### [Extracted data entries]
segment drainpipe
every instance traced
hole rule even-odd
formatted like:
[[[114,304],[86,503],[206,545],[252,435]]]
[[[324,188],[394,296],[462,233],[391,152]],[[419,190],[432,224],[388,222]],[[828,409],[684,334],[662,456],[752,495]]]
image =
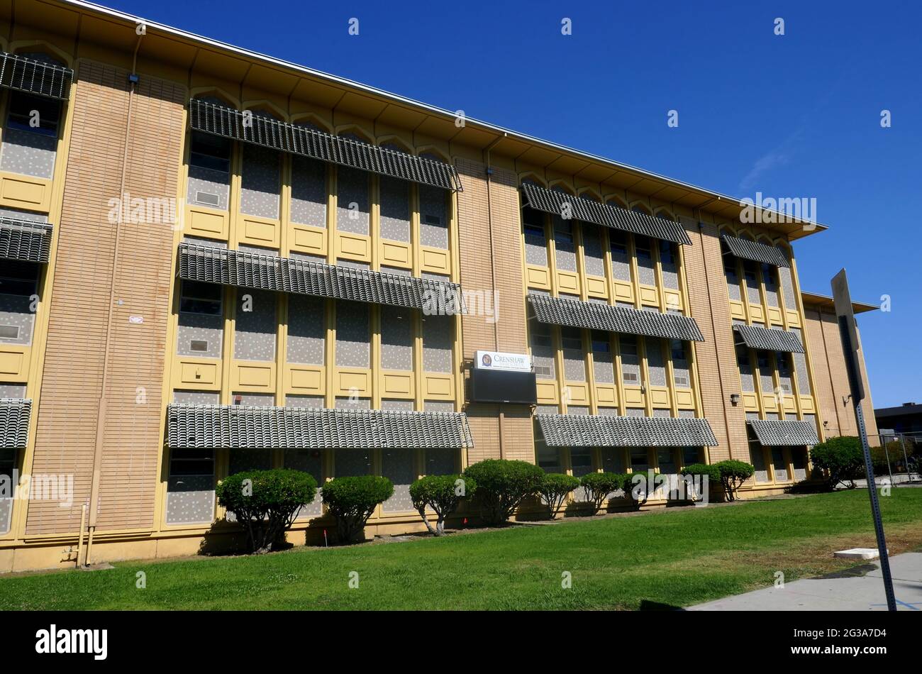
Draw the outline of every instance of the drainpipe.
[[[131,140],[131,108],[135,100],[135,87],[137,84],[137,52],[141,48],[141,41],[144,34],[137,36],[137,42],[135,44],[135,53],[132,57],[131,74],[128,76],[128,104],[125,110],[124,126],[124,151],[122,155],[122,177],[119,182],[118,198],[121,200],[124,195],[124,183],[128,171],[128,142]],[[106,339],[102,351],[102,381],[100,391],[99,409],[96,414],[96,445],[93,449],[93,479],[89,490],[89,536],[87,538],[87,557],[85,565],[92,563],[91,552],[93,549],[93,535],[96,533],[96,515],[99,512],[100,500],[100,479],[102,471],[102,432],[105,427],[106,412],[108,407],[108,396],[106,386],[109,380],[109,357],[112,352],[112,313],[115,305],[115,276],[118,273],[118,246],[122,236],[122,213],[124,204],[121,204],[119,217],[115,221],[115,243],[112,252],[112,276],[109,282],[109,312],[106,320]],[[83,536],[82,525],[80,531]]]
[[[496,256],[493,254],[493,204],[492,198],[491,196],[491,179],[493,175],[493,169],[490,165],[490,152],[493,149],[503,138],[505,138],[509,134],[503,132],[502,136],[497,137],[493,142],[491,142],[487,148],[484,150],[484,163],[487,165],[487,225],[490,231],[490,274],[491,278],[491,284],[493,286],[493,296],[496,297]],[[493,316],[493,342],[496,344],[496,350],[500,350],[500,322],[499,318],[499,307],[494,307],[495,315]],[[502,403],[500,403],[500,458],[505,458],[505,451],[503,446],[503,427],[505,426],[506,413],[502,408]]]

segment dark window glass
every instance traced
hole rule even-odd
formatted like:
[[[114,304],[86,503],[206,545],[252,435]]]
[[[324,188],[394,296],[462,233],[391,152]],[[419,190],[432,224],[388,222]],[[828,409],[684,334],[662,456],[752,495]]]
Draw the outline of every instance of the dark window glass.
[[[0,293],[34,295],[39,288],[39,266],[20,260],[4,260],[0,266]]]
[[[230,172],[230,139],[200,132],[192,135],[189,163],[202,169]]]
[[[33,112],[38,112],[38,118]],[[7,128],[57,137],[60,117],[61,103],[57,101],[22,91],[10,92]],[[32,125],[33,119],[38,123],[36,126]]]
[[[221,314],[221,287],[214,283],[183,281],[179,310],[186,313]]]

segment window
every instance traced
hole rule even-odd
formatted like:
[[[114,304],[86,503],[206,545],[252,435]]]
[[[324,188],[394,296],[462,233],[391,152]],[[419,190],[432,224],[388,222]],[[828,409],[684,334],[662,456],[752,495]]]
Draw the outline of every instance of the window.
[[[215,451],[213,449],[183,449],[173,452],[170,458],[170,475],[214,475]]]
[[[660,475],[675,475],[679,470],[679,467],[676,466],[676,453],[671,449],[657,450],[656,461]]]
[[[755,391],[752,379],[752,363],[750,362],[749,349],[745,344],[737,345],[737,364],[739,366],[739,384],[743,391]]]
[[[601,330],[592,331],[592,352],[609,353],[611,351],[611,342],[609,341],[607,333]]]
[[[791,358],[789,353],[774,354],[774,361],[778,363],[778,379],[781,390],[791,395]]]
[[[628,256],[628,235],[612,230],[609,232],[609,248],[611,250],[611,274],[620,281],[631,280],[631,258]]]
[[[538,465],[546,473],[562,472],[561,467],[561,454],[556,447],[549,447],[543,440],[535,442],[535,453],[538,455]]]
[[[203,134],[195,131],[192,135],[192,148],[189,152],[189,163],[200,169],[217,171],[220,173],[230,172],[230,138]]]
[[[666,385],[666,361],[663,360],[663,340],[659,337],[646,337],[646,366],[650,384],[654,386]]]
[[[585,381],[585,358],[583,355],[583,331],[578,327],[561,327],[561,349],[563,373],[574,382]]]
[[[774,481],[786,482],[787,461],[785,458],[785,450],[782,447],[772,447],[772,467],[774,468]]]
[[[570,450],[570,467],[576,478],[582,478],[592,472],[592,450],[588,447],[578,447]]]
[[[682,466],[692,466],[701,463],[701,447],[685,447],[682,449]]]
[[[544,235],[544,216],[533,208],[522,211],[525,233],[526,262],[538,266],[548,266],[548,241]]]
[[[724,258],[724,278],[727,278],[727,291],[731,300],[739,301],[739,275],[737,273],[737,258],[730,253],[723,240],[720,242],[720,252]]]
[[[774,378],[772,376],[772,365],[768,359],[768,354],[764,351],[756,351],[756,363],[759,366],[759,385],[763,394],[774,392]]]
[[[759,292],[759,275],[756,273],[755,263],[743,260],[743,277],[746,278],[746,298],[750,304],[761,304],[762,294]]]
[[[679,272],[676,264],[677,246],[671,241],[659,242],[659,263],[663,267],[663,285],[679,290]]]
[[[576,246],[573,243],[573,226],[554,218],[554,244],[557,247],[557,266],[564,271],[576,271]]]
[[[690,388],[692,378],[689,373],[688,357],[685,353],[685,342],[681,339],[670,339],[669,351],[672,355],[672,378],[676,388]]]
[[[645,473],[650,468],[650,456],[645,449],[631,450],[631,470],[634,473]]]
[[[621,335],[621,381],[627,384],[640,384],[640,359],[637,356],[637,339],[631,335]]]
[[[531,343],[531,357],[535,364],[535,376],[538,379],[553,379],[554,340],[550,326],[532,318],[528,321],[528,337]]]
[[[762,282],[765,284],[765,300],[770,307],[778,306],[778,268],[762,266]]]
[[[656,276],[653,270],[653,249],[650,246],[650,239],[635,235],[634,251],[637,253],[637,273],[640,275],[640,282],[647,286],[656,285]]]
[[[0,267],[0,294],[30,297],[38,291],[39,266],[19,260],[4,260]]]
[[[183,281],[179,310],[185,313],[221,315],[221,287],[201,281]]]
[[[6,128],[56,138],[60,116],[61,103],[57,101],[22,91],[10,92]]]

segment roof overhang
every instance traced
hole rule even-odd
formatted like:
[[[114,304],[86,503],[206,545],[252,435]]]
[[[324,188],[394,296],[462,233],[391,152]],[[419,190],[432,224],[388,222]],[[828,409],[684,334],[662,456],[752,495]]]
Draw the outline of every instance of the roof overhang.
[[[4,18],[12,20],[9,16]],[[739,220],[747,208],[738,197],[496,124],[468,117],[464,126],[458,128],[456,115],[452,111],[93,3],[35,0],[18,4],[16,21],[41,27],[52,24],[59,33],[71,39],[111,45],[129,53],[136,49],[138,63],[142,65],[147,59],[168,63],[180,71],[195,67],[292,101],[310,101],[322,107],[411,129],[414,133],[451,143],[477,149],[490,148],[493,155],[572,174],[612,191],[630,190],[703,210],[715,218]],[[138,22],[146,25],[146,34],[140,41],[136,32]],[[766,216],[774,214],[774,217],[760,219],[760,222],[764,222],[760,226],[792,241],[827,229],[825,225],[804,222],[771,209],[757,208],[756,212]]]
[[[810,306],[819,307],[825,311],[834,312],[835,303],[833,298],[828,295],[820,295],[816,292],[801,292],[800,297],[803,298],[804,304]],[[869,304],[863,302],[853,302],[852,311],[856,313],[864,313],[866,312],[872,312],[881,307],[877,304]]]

### [INSTRUCTION]
Pull out every line of the items above that contains the word "overhang", and copy each one.

### [PROBLEM SOLUTION]
segment roof overhang
Draw the outline of every instance of the roof overhang.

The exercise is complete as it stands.